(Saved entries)
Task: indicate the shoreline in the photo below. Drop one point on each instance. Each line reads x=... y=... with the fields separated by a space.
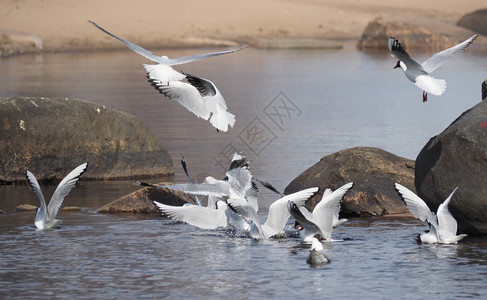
x=63 y=26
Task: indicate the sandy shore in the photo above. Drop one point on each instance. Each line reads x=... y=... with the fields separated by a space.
x=63 y=25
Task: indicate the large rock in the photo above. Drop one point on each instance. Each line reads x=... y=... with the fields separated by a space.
x=51 y=136
x=140 y=201
x=458 y=157
x=419 y=34
x=374 y=172
x=475 y=21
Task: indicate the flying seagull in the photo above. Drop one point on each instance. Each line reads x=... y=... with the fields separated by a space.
x=419 y=73
x=321 y=220
x=162 y=71
x=443 y=227
x=201 y=97
x=46 y=215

● **EXERCISE TASK**
Render the listing as a Markdown table with the columns Row and Line, starting at the line containing "Task: indicate the sandy" and ending at the final line of the listing. Number each row and leave out blank lines.

● **EXERCISE OUTPUT**
| Row | Line |
|---|---|
| 1 | Task: indicate the sandy shore in the photo above. Drop one point on each instance. Each line reads x=... y=... with the fields separated by a space. |
| 2 | x=63 y=25 |
| 3 | Task: indicate the large rock in the photo above. Drop one point on each instance. Each line reads x=... y=... with the fields separated by a space. |
| 4 | x=51 y=136 |
| 5 | x=140 y=201 |
| 6 | x=458 y=157 |
| 7 | x=419 y=34 |
| 8 | x=374 y=172 |
| 9 | x=475 y=21 |
| 10 | Task: indicate the flying seagull in the photo above. Drop one point on each instance. Each line reads x=... y=... with the fields separated by a space. |
| 11 | x=419 y=73 |
| 12 | x=321 y=220 |
| 13 | x=162 y=71 |
| 14 | x=443 y=227 |
| 15 | x=201 y=97 |
| 16 | x=46 y=215 |